• _Exercise_
Reproduce every record exactly as it appears, but not the pictures.

• _Raw data_
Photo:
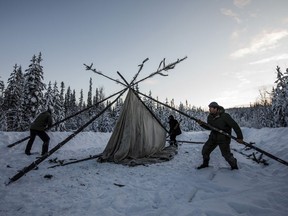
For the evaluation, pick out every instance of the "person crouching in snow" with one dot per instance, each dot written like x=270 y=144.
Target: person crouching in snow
x=37 y=128
x=223 y=121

• _Exercise solution_
Photo:
For the evaluation, pick out every instance of the "person crouching in snow" with one dot per instance, each dot written like x=270 y=144.
Target: person crouching in snow
x=37 y=128
x=223 y=121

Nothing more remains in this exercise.